__About this task__
Exactly retype the lines from the top of the data through the line containing "find the forested hillside", leaving out every picture.

__Dataset entries__
[Start of Attachment]

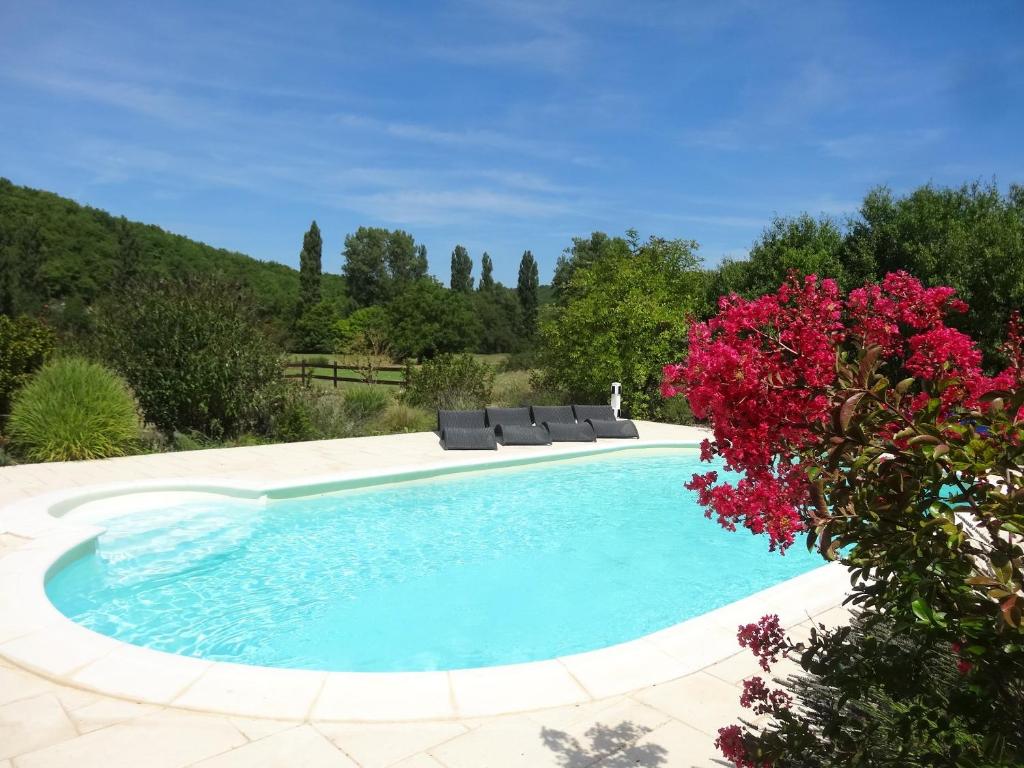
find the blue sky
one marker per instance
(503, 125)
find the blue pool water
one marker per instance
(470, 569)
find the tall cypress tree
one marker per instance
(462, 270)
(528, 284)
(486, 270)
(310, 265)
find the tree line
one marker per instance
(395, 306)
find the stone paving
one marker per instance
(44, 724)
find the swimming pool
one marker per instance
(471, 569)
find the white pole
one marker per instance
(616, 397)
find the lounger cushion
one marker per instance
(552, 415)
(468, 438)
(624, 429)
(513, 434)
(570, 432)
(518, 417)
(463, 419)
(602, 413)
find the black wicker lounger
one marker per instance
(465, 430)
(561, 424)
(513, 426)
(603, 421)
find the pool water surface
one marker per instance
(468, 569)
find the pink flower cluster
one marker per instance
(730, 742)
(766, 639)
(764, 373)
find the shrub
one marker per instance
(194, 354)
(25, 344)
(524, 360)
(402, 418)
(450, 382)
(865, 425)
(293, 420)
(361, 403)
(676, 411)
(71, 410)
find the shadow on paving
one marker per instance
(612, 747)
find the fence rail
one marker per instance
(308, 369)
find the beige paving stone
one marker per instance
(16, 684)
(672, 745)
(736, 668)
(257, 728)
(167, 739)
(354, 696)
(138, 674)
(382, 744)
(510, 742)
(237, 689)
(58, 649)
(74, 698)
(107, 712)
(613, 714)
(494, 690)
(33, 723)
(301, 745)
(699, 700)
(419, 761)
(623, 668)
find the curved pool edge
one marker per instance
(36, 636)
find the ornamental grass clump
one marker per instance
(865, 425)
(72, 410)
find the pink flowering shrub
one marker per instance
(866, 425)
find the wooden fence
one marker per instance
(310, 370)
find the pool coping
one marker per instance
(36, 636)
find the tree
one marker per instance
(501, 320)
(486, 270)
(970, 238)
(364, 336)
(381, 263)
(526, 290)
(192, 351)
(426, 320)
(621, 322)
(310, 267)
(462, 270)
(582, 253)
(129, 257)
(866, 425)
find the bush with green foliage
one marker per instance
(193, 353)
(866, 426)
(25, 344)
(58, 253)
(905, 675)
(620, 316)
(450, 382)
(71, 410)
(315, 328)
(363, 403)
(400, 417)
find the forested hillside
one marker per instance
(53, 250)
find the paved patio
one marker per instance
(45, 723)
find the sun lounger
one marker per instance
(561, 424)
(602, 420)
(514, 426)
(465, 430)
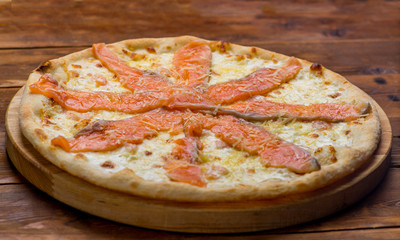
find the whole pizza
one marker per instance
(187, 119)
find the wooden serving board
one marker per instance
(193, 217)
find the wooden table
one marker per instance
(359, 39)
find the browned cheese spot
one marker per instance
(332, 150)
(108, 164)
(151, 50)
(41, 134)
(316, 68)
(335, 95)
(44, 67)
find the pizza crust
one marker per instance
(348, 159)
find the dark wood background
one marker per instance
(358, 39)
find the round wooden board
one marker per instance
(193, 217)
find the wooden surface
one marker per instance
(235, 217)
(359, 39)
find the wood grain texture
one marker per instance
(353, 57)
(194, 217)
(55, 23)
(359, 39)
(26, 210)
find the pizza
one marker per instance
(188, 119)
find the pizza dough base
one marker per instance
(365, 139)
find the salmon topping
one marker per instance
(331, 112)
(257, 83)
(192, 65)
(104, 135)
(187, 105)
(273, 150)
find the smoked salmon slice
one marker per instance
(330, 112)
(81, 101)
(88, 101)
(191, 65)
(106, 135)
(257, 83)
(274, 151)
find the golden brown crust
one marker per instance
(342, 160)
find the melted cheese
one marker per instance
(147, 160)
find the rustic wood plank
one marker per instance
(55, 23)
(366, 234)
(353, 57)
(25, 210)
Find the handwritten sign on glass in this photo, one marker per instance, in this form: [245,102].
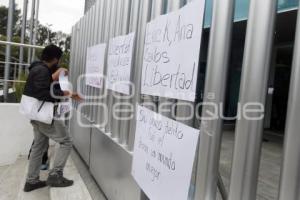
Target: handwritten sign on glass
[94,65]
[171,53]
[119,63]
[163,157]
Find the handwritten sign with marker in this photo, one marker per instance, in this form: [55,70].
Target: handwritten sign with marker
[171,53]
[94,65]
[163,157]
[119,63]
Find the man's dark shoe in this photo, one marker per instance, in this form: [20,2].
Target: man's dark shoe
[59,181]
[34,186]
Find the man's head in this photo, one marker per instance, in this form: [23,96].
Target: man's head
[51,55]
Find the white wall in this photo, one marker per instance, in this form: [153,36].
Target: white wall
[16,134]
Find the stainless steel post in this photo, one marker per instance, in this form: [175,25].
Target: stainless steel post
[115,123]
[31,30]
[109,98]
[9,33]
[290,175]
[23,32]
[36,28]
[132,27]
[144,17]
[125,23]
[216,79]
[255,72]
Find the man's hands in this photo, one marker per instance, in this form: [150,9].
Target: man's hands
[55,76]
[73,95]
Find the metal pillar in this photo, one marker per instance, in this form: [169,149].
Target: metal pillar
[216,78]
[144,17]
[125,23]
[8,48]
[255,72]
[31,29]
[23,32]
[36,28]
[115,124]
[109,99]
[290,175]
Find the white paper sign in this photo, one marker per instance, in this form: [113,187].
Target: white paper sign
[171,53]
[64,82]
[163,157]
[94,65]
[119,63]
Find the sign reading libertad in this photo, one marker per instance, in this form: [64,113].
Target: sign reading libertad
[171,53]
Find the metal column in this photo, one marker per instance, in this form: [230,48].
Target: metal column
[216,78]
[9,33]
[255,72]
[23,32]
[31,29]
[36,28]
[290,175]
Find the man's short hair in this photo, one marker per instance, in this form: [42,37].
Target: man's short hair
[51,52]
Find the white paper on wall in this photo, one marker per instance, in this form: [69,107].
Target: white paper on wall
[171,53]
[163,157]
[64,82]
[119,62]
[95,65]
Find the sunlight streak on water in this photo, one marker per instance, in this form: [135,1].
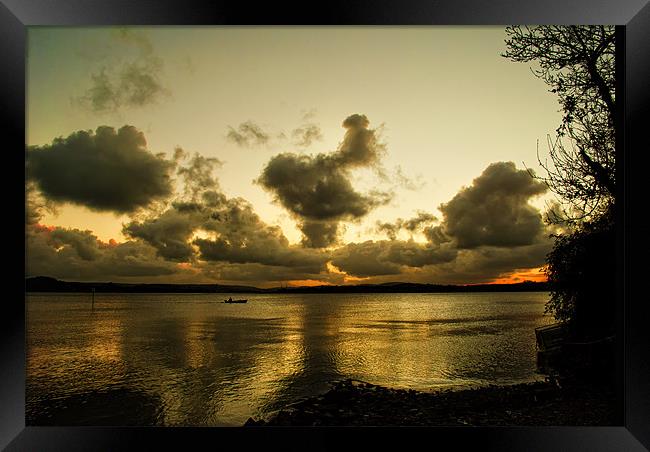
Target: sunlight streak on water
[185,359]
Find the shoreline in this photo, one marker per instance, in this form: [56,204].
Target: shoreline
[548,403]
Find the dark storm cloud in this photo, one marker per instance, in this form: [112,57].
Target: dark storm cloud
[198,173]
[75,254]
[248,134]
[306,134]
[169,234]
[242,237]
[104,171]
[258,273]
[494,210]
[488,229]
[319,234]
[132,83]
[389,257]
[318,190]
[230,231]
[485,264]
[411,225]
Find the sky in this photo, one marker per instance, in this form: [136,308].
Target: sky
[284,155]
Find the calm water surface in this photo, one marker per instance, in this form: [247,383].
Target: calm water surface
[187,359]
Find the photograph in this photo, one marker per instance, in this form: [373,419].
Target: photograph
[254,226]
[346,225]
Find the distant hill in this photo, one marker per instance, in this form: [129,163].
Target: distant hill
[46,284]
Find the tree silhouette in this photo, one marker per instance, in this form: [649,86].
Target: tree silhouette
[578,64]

[End of Attachment]

__Exercise response__
find the blue sky
one marker per instance
(503, 125)
find the blue pool water
one marker per instance
(470, 569)
find the tall cypress tree
one marker per instance
(462, 270)
(528, 284)
(486, 270)
(310, 265)
find the tree line
one marker per instance
(395, 306)
find the stone paving
one marker per instance
(44, 724)
find the swimming pool
one marker per instance
(471, 569)
find the white pole
one marker per instance
(616, 397)
find the lounger cushion
one marker per instance
(552, 415)
(468, 438)
(624, 429)
(513, 434)
(570, 432)
(518, 417)
(463, 419)
(602, 413)
find the black wicker lounger
one marker per instance
(465, 430)
(561, 424)
(513, 426)
(603, 421)
find the pool water surface
one marker per instance
(468, 569)
find the pink flower cluster
one marker per instance
(730, 742)
(766, 639)
(764, 373)
find the shrub
one marker per instance
(194, 354)
(25, 344)
(524, 360)
(402, 418)
(450, 382)
(865, 425)
(293, 420)
(361, 403)
(676, 411)
(71, 410)
find the shadow on paving
one marker per instance
(612, 747)
find the fence rail
one marker per instance
(308, 369)
find the beige paving stone
one marker per instance
(16, 684)
(672, 745)
(736, 668)
(257, 728)
(167, 739)
(354, 696)
(138, 674)
(382, 744)
(510, 742)
(237, 689)
(58, 649)
(74, 698)
(107, 712)
(613, 714)
(494, 690)
(33, 723)
(301, 745)
(699, 700)
(419, 761)
(623, 668)
find the curved pool edge
one marker per instance
(36, 636)
find the ornamental grass clump
one marker per instance
(865, 425)
(72, 410)
find the pink flowering shrub
one marker per instance
(866, 425)
find the wooden fence
one marker per instance
(310, 370)
find the pool coping
one marker per instance
(36, 636)
find the tree
one marker per instance
(501, 320)
(486, 270)
(970, 238)
(364, 336)
(381, 263)
(526, 290)
(192, 351)
(426, 320)
(621, 322)
(310, 267)
(462, 270)
(582, 253)
(129, 257)
(866, 425)
find the bush with green foliage
one marker per instance
(193, 353)
(866, 426)
(25, 344)
(58, 253)
(905, 675)
(620, 316)
(450, 382)
(71, 410)
(315, 328)
(363, 403)
(400, 417)
find the forested hillside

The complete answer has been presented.